** Start Text provided **
# Paper Mache' Issues...



## keLLieG (Sep 6, 2008)

I need some help.

I mixed my glue, tore up my toilet paper. Prepared my surface...

My issue is this:

How does one keep your 18 month old from eating your toilet paper?

She grabs a handful and then runs, shoves it into her mouth....she thinks it's hysterical.


----------



## Joiseygal (Sep 3, 2008)

Yikes! Well... the only positive thing about that is that you don't have to worry about wiping her butt when it eventually comes out.


----------



## zombieorder (Aug 26, 2008)

It must look so soft and chewy. I walked in the bathroom one day to find a little set of teeth marks (about the size of a 5-year-old's) on the top of the toilet paper roll. When I confronted her (trying to stifle my laughter), I think it was the first time she got really embarrassed.


----------



## CreepyCanmore (Mar 27, 2007)

C'mon, who DOESN'T eat toilet paper? Mmmmmm, bumwad.....


----------



## Sickie Ickie (Jun 20, 2006)

gum with fiber.


----------



## Bloodhound (Oct 16, 2007)

I needed that laugh. Thank's!


----------



## Mister_Data (Aug 25, 2008)

I keep my 14 month old daughter from taking my mache makings and eating them by mache-ing after she goes to bed at night. Since mine not only eats anything (but especially paper) she finds within reach, but also climbs on anything, we nicknamed her 'mountain goat'. We yell that at her so often that she now runs around the living room shouting 'goat goat goat'


----------



## slywaka1 (Aug 27, 2008)

Mister Data: That's so cute!


----------



## NickG (Sep 12, 2006)

Mister_Data said:


> I keep my 14 month old daughter from taking my mache makings and eating them by mache-ing after she goes to bed at night. Since mine not only eats anything (but especially paper) she finds within reach, but also climbs on anything, we nicknamed her 'mountain goat'. We yell that at her so often that she now runs around the living room shouting 'goat goat goat'


I want to use that Nick Name--Ours (NickG's and Mine) is horrible climber (meaning she's really good at it.) If we don't watch her she'd swing from the light fixture.

She mainly eats it cause she loves to hear me say "Don't" or "Stop" I know this because when she steals it, she glances my direction, smiles and shoves it in and laughs.

I usually don't mache' while she's up for this very reason, but last night I as ripping up paper to use and she saw this as prime opportunity.


----------



## keLLieG (Sep 6, 2008)

NickG said:


> I want to use that Nick Name--Ours (NickG's and Mine) is horrible climber (meaning she's really good at it.) If we don't watch her she'd swing from the light fixture.
> 
> She mainly eats it cause she loves to hear me say "Don't" or "Stop" I know this because when she steals it, she glances my direction, smiles and shoves it in and laughs.
> 
> I usually don't mache' while she's up for this very reason, but last night I as ripping up paper to use and she saw this as prime opportunity.


Oops. I didn't check who I was logged in under. I was suppose to say that, not the hubby.


----------



## cqedens137 (Sep 27, 2007)

all you have to do at my house is follow the trail of torn bits of paper to find our kulprits. our two jack russells shedding the paper. that is when they aren't barking at the halloween decorations.


----------



## Mister_Data (Aug 25, 2008)
** End Text provided **
▶ Requirement 1:
Please reproduce the part of the paper mache thread that opens with the words containing "all you have" and closes with "the halloween decorations.".
▶ Requirement 2:
In the paper mache thread, what nickname did Mister_Data give the 14-month-old daughter?
** Start Data block **
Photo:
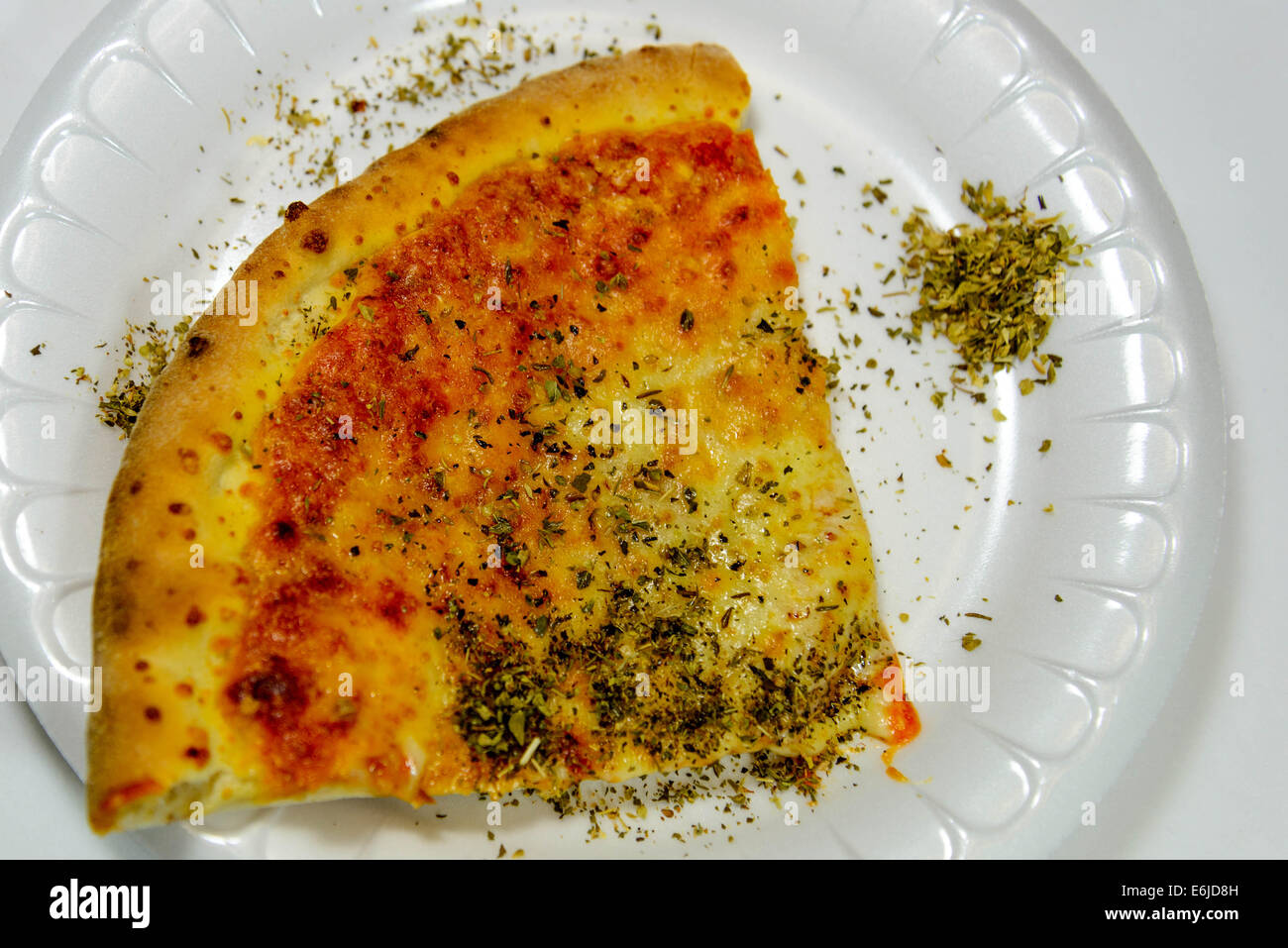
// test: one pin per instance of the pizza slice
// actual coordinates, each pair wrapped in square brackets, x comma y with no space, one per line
[518,473]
** End Data block **
▶ Task output 1:
all you have to do at my house is follow the trail of torn bits of paper to find our kulprits. our two jack russells shedding the paper. that is when they aren't barking at the halloween decorations.

▶ Task output 2:
Mountain goat.